**Aim of the exercise**
Return every one of the entries below verbatim, omitting the pictures.

**Entries shown**
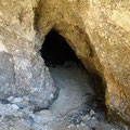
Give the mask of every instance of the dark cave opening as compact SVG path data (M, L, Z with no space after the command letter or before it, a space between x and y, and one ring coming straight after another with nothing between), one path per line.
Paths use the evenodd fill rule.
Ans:
M49 68L52 67L52 68L56 69L56 66L58 66L58 65L65 66L66 62L73 62L73 63L76 63L76 65L77 65L76 69L82 69L82 72L84 72L89 75L89 78L87 78L86 80L89 80L90 82L92 82L92 84L90 84L90 88L93 89L95 94L92 95L91 93L88 93L86 91L86 96L87 96L87 99L89 99L89 102L87 101L87 103L84 105L84 109L87 107L89 107L90 109L93 108L96 113L96 116L99 116L101 118L102 117L101 115L104 112L106 112L105 91L104 90L102 91L102 89L103 89L102 79L99 76L91 75L90 73L87 72L87 69L83 67L81 62L78 60L77 55L70 49L70 47L68 46L66 40L61 35L58 35L57 31L51 30L47 35L40 52L41 52L41 56L44 60L46 65ZM69 73L72 73L72 69L75 69L75 68L70 67ZM56 69L56 70L58 70L58 69ZM53 76L52 72L50 72L50 73L54 79L55 76ZM56 72L56 73L58 74L60 72ZM80 78L81 78L81 75L80 75ZM78 77L78 75L76 77ZM72 77L72 78L74 78L74 77ZM79 91L80 91L80 89L79 89ZM89 110L86 109L84 113L89 113Z
M56 65L64 65L68 61L79 62L66 40L55 30L51 30L47 35L40 52L47 66L55 67Z

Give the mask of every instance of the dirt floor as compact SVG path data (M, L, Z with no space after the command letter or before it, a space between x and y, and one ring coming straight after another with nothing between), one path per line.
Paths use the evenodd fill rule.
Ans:
M0 130L128 130L106 119L104 103L81 65L67 62L49 69L60 89L50 109L34 112L27 96L1 100Z

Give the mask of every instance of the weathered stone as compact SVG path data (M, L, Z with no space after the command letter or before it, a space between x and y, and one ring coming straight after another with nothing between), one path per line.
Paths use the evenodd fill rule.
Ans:
M53 102L56 89L37 53L54 28L102 77L108 110L130 122L129 6L129 0L1 0L0 95L27 94L42 107Z

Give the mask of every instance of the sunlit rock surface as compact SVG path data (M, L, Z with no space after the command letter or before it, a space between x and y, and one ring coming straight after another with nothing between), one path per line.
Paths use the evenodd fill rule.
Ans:
M0 61L11 68L0 73L1 95L29 94L46 107L54 100L56 89L37 54L52 28L102 77L108 112L130 122L129 0L1 0L0 55L6 56Z

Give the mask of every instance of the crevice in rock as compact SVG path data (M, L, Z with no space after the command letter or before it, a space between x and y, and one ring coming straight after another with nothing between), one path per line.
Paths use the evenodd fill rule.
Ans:
M47 35L40 52L47 66L55 67L56 65L64 65L65 62L79 63L66 40L53 29Z
M75 52L70 49L70 47L68 46L66 40L61 35L58 35L58 32L54 29L52 29L46 36L46 40L44 40L43 46L40 50L40 53L44 60L46 65L50 69L51 68L56 69L58 66L63 66L65 68L73 69L73 67L75 65L77 65L78 67L83 69L83 72L88 73L87 69L84 69L83 65L81 64L80 60L75 54ZM57 72L57 74L58 74L58 72ZM98 75L93 75L93 74L89 74L89 75L90 75L90 80L92 81L92 84L93 84L93 86L90 86L90 88L94 91L95 94L93 95L91 93L86 92L87 99L91 99L91 100L89 100L89 102L90 102L89 104L88 104L88 102L83 103L83 108L82 108L83 113L84 114L89 113L89 110L92 107L94 107L91 104L92 102L98 104L98 107L101 107L100 110L102 109L102 112L105 113L106 112L105 90L100 89L100 88L103 88L102 87L102 79ZM91 108L89 108L89 110L86 112L84 110L86 107L91 107ZM96 108L95 108L95 110L96 110Z

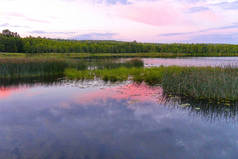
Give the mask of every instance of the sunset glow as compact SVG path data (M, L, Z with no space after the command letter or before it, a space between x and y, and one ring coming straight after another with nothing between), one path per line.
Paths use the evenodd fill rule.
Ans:
M0 29L77 40L238 43L237 0L1 0Z

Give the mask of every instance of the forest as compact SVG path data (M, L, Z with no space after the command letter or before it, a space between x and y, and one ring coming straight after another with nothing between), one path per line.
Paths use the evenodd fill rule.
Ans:
M190 55L238 53L232 44L162 44L100 40L63 40L42 37L20 37L3 30L0 33L0 52L8 53L185 53Z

**Correct response**
Give the mask of every instance of the dark cave opening as compact SVG path data (M, L, Z with no space after the command letter or before it, a space between x and y, and one ring coming straight after another with nothing between), one path per line.
Paths use the evenodd fill rule.
Ans:
M49 68L52 67L52 68L56 69L56 66L58 66L58 65L65 66L66 62L73 62L73 63L76 63L76 65L77 65L76 69L82 69L82 72L84 72L89 75L89 78L87 78L86 80L89 80L90 82L92 82L92 84L90 84L90 88L93 89L95 94L92 95L91 93L88 93L86 91L86 96L87 96L87 99L89 99L89 102L87 101L87 103L84 105L84 109L87 107L89 107L90 109L93 108L96 113L96 116L99 116L101 118L102 117L101 115L104 112L106 112L105 91L104 90L102 91L102 89L103 89L102 79L99 76L91 75L90 73L87 72L87 69L83 67L81 62L78 60L77 55L70 49L70 47L68 46L66 40L61 35L58 35L57 31L51 30L47 35L40 52L41 52L41 56L44 60L46 65ZM69 73L72 73L72 69L75 69L75 68L70 67ZM56 69L56 70L58 70L58 69ZM53 76L52 72L50 72L50 73L54 79L55 76ZM56 72L56 73L58 74L60 72ZM80 78L81 78L81 75L80 75ZM78 77L78 75L76 77ZM72 77L72 78L74 78L74 77ZM79 91L80 91L80 89L79 89ZM89 110L86 109L84 113L89 113Z
M56 65L64 65L68 61L79 62L66 40L55 30L51 30L47 35L40 52L47 66L55 67Z

Give the mask of every instance of the dirt floor as compact SVG path data (M, L, Z with no space after the command letter or before it, a space between x and y, and one ring coming straight after another with nothing between), one path per line.
Paths use the evenodd fill rule.
Ans:
M0 130L128 130L106 119L104 103L81 65L67 62L49 69L60 89L50 109L34 112L27 96L1 100Z

Give the mask of every instance of the weathered stone as compact SVG path data (M, L, Z with no space after the command letter or before it, a space between x and y, and one ring coming straight after another with nothing between), one path per line.
Paths use the evenodd fill rule.
Ans:
M53 102L56 89L37 53L54 28L102 77L108 110L130 122L129 6L129 0L1 0L0 95L27 94L42 107Z

Give the mask of every instance of the sunlit rock surface as compact SVG path data (M, L, Z with no space after the command letter or before it, a space between x and y, and one ring coming straight after another with nothing between), one path per line.
Paths use the evenodd fill rule.
Ans:
M0 61L11 68L0 73L1 95L29 94L46 107L54 100L56 89L37 54L52 28L102 77L108 112L130 122L129 0L1 0L0 55L6 56Z

Give the mask of every instance of the crevice in rock as compact SVG path data (M, L, Z with no space after the command letter or before it, a space between x and y, and one ring coming straight after another with nothing between), one path per line.
Paths use the evenodd fill rule.
Ans:
M47 35L40 52L47 66L55 67L56 65L64 65L65 62L79 63L66 40L53 29Z
M75 52L70 49L70 47L68 46L66 40L61 35L58 35L58 32L54 29L52 29L46 36L46 40L44 40L43 46L40 50L40 53L44 60L46 65L50 69L51 68L56 69L58 66L63 66L65 68L73 69L73 67L75 65L77 65L78 67L83 69L83 72L88 73L87 69L84 69L83 65L81 64L80 60L75 54ZM57 72L57 74L58 74L58 72ZM98 75L93 75L93 74L89 74L89 75L90 75L90 80L92 81L92 84L93 84L93 86L90 86L90 88L94 91L95 94L93 95L91 93L86 92L87 99L91 99L91 100L89 100L89 102L90 102L89 104L88 104L88 102L83 103L83 108L82 108L83 113L84 114L89 113L89 110L92 107L94 107L91 104L92 102L98 104L98 107L101 107L100 110L102 109L102 112L105 113L106 112L105 90L100 89L100 88L103 88L102 87L102 79ZM91 108L89 108L89 110L86 112L84 110L86 107L91 107ZM96 108L95 108L95 110L96 110Z

Give the mask of every instance of the sunset glow as compact SVG path data (M, L, Z with no space after the command letter or before it, a space between x and y, and one ring coming straight after another with nothing between), one path per line.
Paths use the evenodd fill rule.
Ans:
M0 29L77 40L238 43L237 0L1 0Z

Give the mask of every instance of the forest as compact SVG path data (M, L, Z with no space after the command letter or before it, a space between x and y, and one ring coming straight after another with nothing between), one path per line.
Paths use the evenodd fill rule.
Ans:
M190 55L238 53L232 44L162 44L100 40L63 40L42 37L20 37L3 30L0 33L0 52L8 53L185 53Z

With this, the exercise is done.